Required task:
Replace "large grey boulder" with "large gray boulder" in each of the items below and reproduce them with nothing else altered.

Input rows:

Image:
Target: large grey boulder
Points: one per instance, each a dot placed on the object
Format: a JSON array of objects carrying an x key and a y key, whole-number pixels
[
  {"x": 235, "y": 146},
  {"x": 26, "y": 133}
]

Exercise output:
Image:
Target: large gray boulder
Points: one per instance, each a dot placed on the object
Format: a JSON array of objects carrying an x key and a y key, whole-number pixels
[
  {"x": 235, "y": 146},
  {"x": 26, "y": 133}
]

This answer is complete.